-- Opening Marker --

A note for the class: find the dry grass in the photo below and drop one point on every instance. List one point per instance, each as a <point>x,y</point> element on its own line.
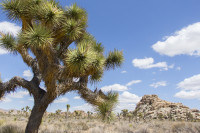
<point>58,124</point>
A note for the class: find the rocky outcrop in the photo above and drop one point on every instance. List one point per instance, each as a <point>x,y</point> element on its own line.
<point>152,107</point>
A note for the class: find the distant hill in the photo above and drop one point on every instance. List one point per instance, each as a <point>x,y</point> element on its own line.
<point>152,107</point>
<point>3,110</point>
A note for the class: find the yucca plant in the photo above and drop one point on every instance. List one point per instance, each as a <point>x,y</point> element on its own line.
<point>68,106</point>
<point>105,109</point>
<point>48,30</point>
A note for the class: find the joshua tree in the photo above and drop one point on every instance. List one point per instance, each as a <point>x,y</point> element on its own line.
<point>130,116</point>
<point>68,106</point>
<point>105,108</point>
<point>88,114</point>
<point>58,112</point>
<point>125,113</point>
<point>48,31</point>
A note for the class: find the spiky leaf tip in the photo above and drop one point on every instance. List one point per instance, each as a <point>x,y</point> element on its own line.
<point>79,59</point>
<point>8,42</point>
<point>76,13</point>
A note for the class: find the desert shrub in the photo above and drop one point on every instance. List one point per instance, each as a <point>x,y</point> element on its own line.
<point>83,126</point>
<point>11,129</point>
<point>2,122</point>
<point>143,130</point>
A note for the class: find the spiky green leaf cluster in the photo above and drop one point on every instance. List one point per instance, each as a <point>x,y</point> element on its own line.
<point>8,42</point>
<point>45,23</point>
<point>73,29</point>
<point>76,13</point>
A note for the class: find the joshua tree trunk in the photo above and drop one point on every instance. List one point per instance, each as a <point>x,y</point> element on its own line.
<point>35,118</point>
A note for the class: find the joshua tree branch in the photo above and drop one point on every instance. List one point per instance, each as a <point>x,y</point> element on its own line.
<point>12,84</point>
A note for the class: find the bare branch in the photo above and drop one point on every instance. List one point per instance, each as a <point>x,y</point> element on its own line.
<point>11,85</point>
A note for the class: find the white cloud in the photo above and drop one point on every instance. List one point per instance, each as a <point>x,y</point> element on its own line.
<point>185,41</point>
<point>77,97</point>
<point>127,97</point>
<point>158,84</point>
<point>28,74</point>
<point>31,99</point>
<point>19,94</point>
<point>6,100</point>
<point>7,27</point>
<point>128,101</point>
<point>61,100</point>
<point>148,63</point>
<point>114,87</point>
<point>188,94</point>
<point>133,82</point>
<point>190,88</point>
<point>123,71</point>
<point>178,68</point>
<point>85,107</point>
<point>3,51</point>
<point>192,83</point>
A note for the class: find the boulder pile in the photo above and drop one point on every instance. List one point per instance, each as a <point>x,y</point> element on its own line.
<point>152,107</point>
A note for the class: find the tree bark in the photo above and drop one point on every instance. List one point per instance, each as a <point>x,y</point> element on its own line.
<point>35,118</point>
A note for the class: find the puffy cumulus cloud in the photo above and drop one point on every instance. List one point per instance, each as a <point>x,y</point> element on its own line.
<point>148,63</point>
<point>61,100</point>
<point>28,74</point>
<point>19,94</point>
<point>133,82</point>
<point>128,101</point>
<point>6,100</point>
<point>185,41</point>
<point>127,97</point>
<point>114,87</point>
<point>178,68</point>
<point>190,88</point>
<point>158,84</point>
<point>123,71</point>
<point>188,94</point>
<point>7,27</point>
<point>85,107</point>
<point>77,97</point>
<point>192,83</point>
<point>3,51</point>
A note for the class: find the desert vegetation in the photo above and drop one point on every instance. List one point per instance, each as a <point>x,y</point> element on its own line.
<point>48,30</point>
<point>83,123</point>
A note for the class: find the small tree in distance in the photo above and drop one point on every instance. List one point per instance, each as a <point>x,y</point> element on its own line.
<point>47,32</point>
<point>68,106</point>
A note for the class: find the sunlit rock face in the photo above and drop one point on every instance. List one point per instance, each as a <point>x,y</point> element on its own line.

-- Closing Marker --

What this calls for is the material above set down exactly, pictures excluded.

*Output*
A note for the class: find the dry grass in the photo below and drop one point on every instance. List one point per instance, each as a <point>x,y</point> element on its own line.
<point>58,124</point>
A note for the class: find the rocky outcrop in the photo above and drop one point on every instance. List one point per instance, each as a <point>x,y</point> element on its own line.
<point>152,107</point>
A note for the class: find the distant hill in the photo above and drop one point on every instance. List one point per instance, each as a <point>x,y</point> element on its own line.
<point>152,107</point>
<point>3,110</point>
A note for the class: find the yucca plant in the photo above and drop one point on every instance. List one point per instance, each as a <point>x,y</point> element on its own line.
<point>68,106</point>
<point>105,109</point>
<point>48,30</point>
A note for the class: find the joshua tree in the photo above and drop one point on every instance. List one point per instance, each as a <point>x,y</point> element on its own line.
<point>130,116</point>
<point>68,106</point>
<point>105,108</point>
<point>88,114</point>
<point>58,112</point>
<point>125,113</point>
<point>48,31</point>
A note for the class: find the spiky leaf tip in the photo above and drop one point on every instance. List one point per instance, each as a <point>x,y</point> element on its own line.
<point>79,59</point>
<point>8,42</point>
<point>76,13</point>
A note for the class: find the desert shrub in the photo above and drop one point on every instance. List one point per instance, each as a <point>x,y</point> element on its own line.
<point>83,126</point>
<point>11,129</point>
<point>2,122</point>
<point>143,130</point>
A note for the class: find the spiky green leaf cluster in the photo above and drop one point on every instance. List one point per instance, each as a <point>x,y</point> element on its own line.
<point>8,42</point>
<point>45,23</point>
<point>73,29</point>
<point>76,13</point>
A note for the class: find the joshua tree trunk in the photo above and drop one point on every instance. List one point per instance, each as a <point>x,y</point> element on its own line.
<point>35,118</point>
A note for the class: find the joshua tree branch in the photo above and drop one point on every instance. List one point per instance, each as a <point>x,y</point> element on its own line.
<point>12,84</point>
A note for the class: find the bare branch in the photo above and drop one point on every instance. List one point per instance, each as a <point>x,y</point> element on its own line.
<point>11,85</point>
A note for the class: find the white cloud in the photo above and drop one point on every instance. List one point per instance, each as a <point>x,y</point> element on its own line.
<point>185,41</point>
<point>77,97</point>
<point>127,97</point>
<point>158,84</point>
<point>28,74</point>
<point>31,99</point>
<point>19,94</point>
<point>6,100</point>
<point>7,27</point>
<point>128,101</point>
<point>61,100</point>
<point>148,63</point>
<point>114,87</point>
<point>188,94</point>
<point>133,82</point>
<point>190,88</point>
<point>123,71</point>
<point>178,68</point>
<point>85,107</point>
<point>3,51</point>
<point>192,83</point>
A note for the class: find the boulder pile in the photo above and drop one point on every instance. List one point per instance, each as a <point>x,y</point> element on its own line.
<point>152,107</point>
A note for the class: find the tree bark in the photo above and drop one point on every instance. List one point per instance, each as a <point>x,y</point> element on its own line.
<point>35,118</point>
A note for the class: find the puffy cumulus cloud in the photo above and drop one point on every instance. List one point per instance, each as a <point>x,y</point> element on its own line.
<point>148,63</point>
<point>61,100</point>
<point>28,74</point>
<point>19,94</point>
<point>133,82</point>
<point>128,101</point>
<point>6,100</point>
<point>185,41</point>
<point>127,97</point>
<point>114,87</point>
<point>178,68</point>
<point>190,88</point>
<point>158,84</point>
<point>123,71</point>
<point>188,94</point>
<point>7,27</point>
<point>85,107</point>
<point>77,97</point>
<point>192,83</point>
<point>3,51</point>
A note for the class: find the desert vegetation in the photo above and drop one point on every instance. List one point per instance, each as a <point>x,y</point> element on its own line.
<point>48,30</point>
<point>83,123</point>
A note for the class: find the small tree in distance in the photo above and drop one point on every instance. List one point per instance, each as a <point>x,y</point> element on its own line.
<point>47,32</point>
<point>68,106</point>
A note for the class: find the sunlit rock face in the photo above and drop one point on every instance. List one point per instance, each as a <point>x,y</point> element on its own line.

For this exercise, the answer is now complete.